____ Records supplied

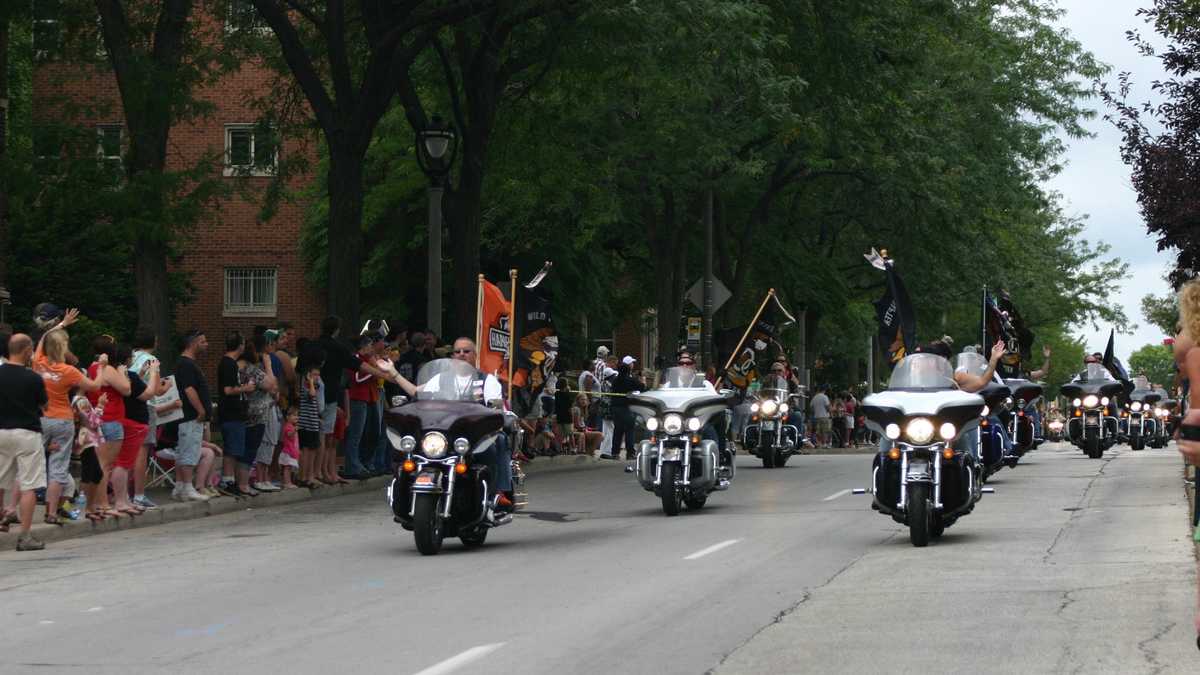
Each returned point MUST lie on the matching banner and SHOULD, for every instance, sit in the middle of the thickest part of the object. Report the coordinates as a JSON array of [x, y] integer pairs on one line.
[[493, 330], [898, 322]]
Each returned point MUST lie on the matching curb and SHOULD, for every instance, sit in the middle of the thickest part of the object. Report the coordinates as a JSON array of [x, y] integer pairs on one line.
[[174, 512]]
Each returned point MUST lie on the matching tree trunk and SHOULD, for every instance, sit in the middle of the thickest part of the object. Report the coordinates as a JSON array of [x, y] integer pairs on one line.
[[346, 234]]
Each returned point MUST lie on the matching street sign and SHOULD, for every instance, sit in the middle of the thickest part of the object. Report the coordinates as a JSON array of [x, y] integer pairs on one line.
[[720, 294]]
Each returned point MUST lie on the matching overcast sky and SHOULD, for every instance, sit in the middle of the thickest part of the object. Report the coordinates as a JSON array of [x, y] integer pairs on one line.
[[1096, 183]]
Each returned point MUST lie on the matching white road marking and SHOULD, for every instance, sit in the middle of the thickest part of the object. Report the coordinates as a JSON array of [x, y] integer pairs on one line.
[[456, 662], [712, 549]]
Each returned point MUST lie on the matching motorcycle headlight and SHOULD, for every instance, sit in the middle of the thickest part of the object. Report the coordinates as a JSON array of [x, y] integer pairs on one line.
[[947, 431], [433, 444], [919, 430]]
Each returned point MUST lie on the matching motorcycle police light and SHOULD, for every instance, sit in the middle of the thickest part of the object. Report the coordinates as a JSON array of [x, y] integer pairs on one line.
[[919, 430], [947, 431], [433, 444]]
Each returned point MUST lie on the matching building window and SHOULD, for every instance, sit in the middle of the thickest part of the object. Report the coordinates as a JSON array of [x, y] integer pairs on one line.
[[251, 149], [250, 291], [47, 29], [243, 17]]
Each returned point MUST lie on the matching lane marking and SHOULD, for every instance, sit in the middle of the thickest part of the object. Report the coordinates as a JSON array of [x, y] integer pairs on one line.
[[712, 549], [456, 662]]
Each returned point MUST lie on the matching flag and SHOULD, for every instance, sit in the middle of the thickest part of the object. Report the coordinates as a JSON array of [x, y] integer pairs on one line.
[[898, 322], [493, 330]]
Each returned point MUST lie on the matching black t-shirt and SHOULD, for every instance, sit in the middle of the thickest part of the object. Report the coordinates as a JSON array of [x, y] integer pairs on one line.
[[22, 398], [229, 406], [135, 407], [337, 360], [187, 374]]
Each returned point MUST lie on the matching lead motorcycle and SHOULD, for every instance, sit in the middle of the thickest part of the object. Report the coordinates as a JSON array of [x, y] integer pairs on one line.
[[768, 435], [1091, 424], [677, 463], [919, 478], [444, 488]]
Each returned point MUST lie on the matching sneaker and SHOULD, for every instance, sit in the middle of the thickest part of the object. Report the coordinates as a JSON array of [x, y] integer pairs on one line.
[[28, 543], [192, 495]]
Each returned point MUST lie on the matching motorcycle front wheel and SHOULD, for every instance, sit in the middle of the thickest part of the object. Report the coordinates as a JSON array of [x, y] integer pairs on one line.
[[672, 501], [427, 525], [919, 514]]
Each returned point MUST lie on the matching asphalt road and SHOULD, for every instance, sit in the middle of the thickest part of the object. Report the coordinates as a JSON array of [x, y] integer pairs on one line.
[[1074, 565]]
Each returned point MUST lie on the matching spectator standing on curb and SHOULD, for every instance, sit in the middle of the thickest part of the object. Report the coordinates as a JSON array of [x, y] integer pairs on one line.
[[821, 422], [22, 401], [193, 390]]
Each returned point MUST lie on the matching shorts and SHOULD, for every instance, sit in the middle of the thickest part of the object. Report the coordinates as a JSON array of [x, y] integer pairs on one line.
[[328, 418], [135, 432], [310, 440], [89, 467], [270, 437], [58, 463], [187, 448], [22, 459], [113, 431]]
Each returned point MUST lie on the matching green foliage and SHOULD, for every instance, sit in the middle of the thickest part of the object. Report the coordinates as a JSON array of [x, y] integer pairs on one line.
[[1156, 362]]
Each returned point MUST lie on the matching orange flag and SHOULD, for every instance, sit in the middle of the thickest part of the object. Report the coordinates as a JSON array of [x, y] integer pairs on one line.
[[493, 316]]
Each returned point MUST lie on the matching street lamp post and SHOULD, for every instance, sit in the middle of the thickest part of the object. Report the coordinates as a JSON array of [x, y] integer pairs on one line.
[[436, 149]]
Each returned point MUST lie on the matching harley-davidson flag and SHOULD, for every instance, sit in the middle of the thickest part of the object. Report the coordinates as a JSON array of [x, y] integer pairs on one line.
[[898, 322], [493, 330]]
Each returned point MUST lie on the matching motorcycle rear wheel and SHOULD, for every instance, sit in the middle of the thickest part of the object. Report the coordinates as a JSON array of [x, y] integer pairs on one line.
[[427, 525], [919, 514], [672, 501]]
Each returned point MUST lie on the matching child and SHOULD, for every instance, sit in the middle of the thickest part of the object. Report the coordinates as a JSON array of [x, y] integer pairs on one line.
[[88, 422], [289, 455]]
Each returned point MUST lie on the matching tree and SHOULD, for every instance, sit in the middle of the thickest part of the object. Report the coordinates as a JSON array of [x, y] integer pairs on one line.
[[347, 59], [1162, 312], [1165, 162], [1156, 362]]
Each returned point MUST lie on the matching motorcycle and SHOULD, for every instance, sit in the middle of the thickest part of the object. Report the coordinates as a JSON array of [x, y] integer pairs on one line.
[[768, 435], [1091, 425], [919, 478], [443, 488], [677, 464]]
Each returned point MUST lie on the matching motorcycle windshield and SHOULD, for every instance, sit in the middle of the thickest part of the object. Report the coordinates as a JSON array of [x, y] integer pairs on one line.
[[682, 377], [449, 380], [971, 363], [923, 371], [773, 387]]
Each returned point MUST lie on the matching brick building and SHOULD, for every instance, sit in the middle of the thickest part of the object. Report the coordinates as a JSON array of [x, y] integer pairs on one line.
[[244, 272]]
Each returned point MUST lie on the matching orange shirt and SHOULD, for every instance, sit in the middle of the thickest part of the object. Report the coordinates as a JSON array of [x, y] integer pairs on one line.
[[59, 378]]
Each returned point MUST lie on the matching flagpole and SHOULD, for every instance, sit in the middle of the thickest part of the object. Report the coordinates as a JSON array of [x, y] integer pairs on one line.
[[513, 328], [771, 294], [479, 321]]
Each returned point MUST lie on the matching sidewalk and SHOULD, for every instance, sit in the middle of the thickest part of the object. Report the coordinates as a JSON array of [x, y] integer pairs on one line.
[[174, 512]]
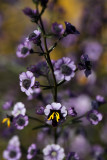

________

### Aim of the exercise:
Restate the data exactly, though only from the line that contains "Each returned point MUST lie on the matching sidewalk" through its last line, both ends included and with the pictures left out.

### Solved problem:
Each returned point MUST lie on the matching sidewalk and SHOULD, for every instance, sit in the middle of the thickest part of the object. Report the coordinates as a JSON array of [x, y] integer pairs on one line.
[[174, 512]]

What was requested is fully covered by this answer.